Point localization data
◆ ◆ ◆ ◆ ◆

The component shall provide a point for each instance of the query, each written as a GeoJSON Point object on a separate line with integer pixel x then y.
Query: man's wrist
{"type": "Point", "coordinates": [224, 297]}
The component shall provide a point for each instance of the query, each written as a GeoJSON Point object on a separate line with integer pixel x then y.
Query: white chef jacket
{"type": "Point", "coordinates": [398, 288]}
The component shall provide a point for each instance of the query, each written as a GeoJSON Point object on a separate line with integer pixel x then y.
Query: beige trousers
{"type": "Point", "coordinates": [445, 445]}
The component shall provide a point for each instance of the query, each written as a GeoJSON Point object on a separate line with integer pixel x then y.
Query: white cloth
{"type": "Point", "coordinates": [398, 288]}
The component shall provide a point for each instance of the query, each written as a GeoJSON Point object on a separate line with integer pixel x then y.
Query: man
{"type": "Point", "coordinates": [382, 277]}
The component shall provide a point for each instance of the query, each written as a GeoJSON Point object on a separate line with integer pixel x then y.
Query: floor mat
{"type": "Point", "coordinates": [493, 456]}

◆ ◆ ◆ ◆ ◆

WHAT YOU WILL DO:
Only an exact transcription of all the entries will do.

TASK SOLUTION:
The component shall provide a point for each instance of the query, each written as a GeoJSON Point object on a separate line with integer pixel x then y.
Query: man's wrist
{"type": "Point", "coordinates": [224, 297]}
The component shall provide a point for each instance of the query, each written as a GeoJSON Point object on a separate line with integer pixel x then y.
Query: white chef jacket
{"type": "Point", "coordinates": [398, 288]}
The component shall provide a point for each instance of the query, each written as a GeoJSON Point object on a separate line with integer pixel x then y.
Query: beige trousers
{"type": "Point", "coordinates": [445, 445]}
The component shall provide a point for each instance of the query, each written as a GeoJSON Point object on a separate line with integer pixel x then y.
Query: white cloth
{"type": "Point", "coordinates": [398, 288]}
The component shall provide a point for each instance of the query, each written as a GeoJSON Point object on a separate line with integer pixel x then y.
Query: man
{"type": "Point", "coordinates": [382, 277]}
The component shall provide a point for each instance of the query, each written as a GeoJSON Point object on a separate line with integer pixel x then y.
Query: floor mat
{"type": "Point", "coordinates": [493, 456]}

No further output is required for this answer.